**TO DO:** Copy out the entries word for word, starting at the line that contains "For the scouting tally, point out every instance of the finger" and ending at the last line of the entries, both of those lines included.

Rows from a dataset:
:::::
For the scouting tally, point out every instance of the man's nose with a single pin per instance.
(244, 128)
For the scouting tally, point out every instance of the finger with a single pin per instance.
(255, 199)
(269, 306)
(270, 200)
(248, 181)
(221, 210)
:::::
**FINISHED TASK:**
For the scouting tally, point out every instance of the finger with a single pin per instance.
(255, 199)
(269, 306)
(270, 200)
(248, 181)
(221, 210)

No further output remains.